» **COMPITO DA SVOLGERE**:
Ricopia parola per parola, dall'inizio alla fine, il brano sull'intervista a Carlo Rovelli riportato più avanti.

C’è un passaggio, nell’intervista di Corrado Formigli al fisico Carlo Rovelli del 9 marzo scorso, in cui per la prima volta, almeno in prima serata, emerge un concetto, ed emerge con difficoltà perché il giornalista a un certo punto si sente in dovere di dare anche le risposte invece di ascoltarle.
Ma emerge.
Da oltre un anno il modo in cui tutti noi affrontiamo l’invasione russa dell’Ucraina parte dal presupposto che c’è un aggressore, la Russia, e un aggredito, l’Ucraina.
Nessuno l’ha mai messo in dubbio, né è oggettivamente possibile farlo, essendo un dato, purtroppo, di solare evidenza.
Ma il concetto che interpone Rovelli in questa narrazione, che per noi sembra universale ma vale solo nella nostra “bolla” occidentale (circa un miliardo di persone, ci ricorda, mentre almeno altri sei miliardi non la pensano esattamente così), il sassolino nell’ingranaggio, è che la contrapposizione aggressore/aggredito non esaurisce la questione, anzi, da un certo punto di vista la distorce.
Chiunque abbia un minimo di dimestichezza con il diritto dovrebbe esserne consapevole.
Partiamo da un esempio.
Poniamo che due agricoltori discutano per la proprietà delle terre fra loro confinanti.
E poniamo che entrambi, a turno, spostino arbitrariamente i confini delle proprietà, e quindi coltivino la terra altrui o si vedano coltivare dall’altro la propria.

» **DATI ARCHIVIATI**:
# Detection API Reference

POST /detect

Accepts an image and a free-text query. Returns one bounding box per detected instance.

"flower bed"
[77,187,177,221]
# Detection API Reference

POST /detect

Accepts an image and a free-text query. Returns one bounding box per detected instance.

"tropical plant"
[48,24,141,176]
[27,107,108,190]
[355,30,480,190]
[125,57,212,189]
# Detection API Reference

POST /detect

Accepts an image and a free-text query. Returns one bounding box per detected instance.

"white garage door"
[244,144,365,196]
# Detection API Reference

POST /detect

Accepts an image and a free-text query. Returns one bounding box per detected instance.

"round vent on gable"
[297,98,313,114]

...

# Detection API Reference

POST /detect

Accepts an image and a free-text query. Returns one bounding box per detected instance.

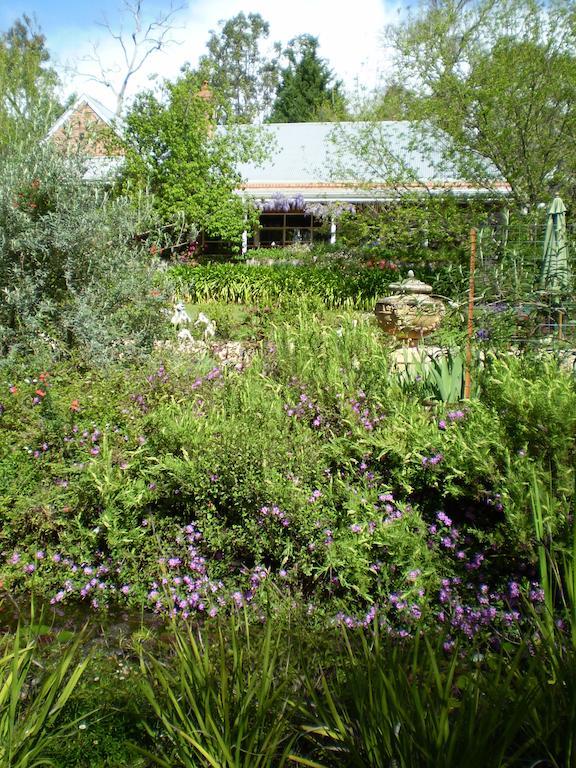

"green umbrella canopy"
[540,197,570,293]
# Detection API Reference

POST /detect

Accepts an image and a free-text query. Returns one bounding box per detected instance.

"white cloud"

» **RISPOSTA SVOLTA**:
C’è un passaggio, nell’intervista di Corrado Formigli al fisico Carlo Rovelli del 9 marzo scorso, in cui per la prima volta, almeno in prima serata, emerge un concetto, ed emerge con difficoltà perché il giornalista a un certo punto si sente in dovere di dare anche le risposte invece di ascoltarle.
Ma emerge.
Da oltre un anno il modo in cui tutti noi affrontiamo l’invasione russa dell’Ucraina parte dal presupposto che c’è un aggressore, la Russia, e un aggredito, l’Ucraina.
Nessuno l’ha mai messo in dubbio, né è oggettivamente possibile farlo, essendo un dato, purtroppo, di solare evidenza.
Ma il concetto che interpone Rovelli in questa narrazione, che per noi sembra universale ma vale solo nella nostra “bolla” occidentale (circa un miliardo di persone, ci ricorda, mentre almeno altri sei miliardi non la pensano esattamente così), il sassolino nell’ingranaggio, è che la contrapposizione aggressore/aggredito non esaurisce la questione, anzi, da un certo punto di vista la distorce.
Chiunque abbia un minimo di dimestichezza con il diritto dovrebbe esserne consapevole.
Partiamo da un esempio.
Poniamo che due agricoltori discutano per la proprietà delle terre fra loro confinanti.
E poniamo che entrambi, a turno, spostino arbitrariamente i confini delle proprietà, e quindi coltivino la terra altrui o si vedano coltivare dall’altro la propria.